## TASK PROMPT
Below is a set of entries. Print the line that contains "407), (774, 295)]]" and every later line word for word, through the final one.

## LISTED ENTRIES
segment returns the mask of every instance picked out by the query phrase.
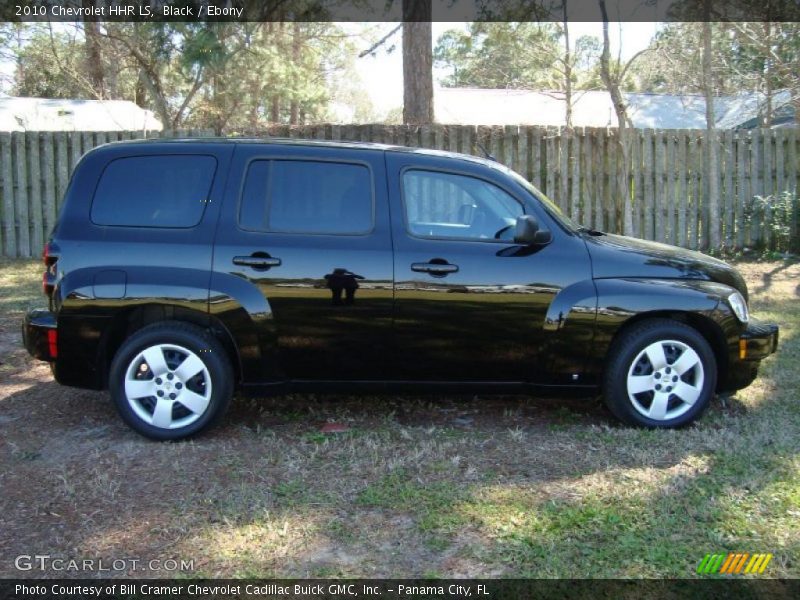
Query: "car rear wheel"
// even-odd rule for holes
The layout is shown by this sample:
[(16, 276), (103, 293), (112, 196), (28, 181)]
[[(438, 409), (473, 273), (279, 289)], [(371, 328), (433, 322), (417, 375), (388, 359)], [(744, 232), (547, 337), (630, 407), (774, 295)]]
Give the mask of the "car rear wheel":
[(188, 323), (149, 325), (122, 344), (109, 372), (123, 420), (157, 440), (191, 436), (225, 412), (233, 373), (222, 345)]
[(634, 325), (614, 342), (603, 395), (625, 423), (680, 427), (708, 408), (716, 381), (714, 353), (697, 330), (653, 319)]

## SOLUTION BELOW
[[(438, 409), (473, 273), (279, 289)], [(371, 328), (433, 322), (417, 375), (388, 359)], [(744, 232), (547, 337), (630, 407), (774, 295)]]
Give the mask of the "car rear wheel":
[(188, 323), (149, 325), (122, 344), (109, 372), (123, 420), (157, 440), (191, 436), (225, 412), (233, 373), (222, 345)]
[(634, 325), (614, 342), (603, 395), (625, 423), (680, 427), (708, 408), (716, 381), (714, 353), (697, 330), (653, 319)]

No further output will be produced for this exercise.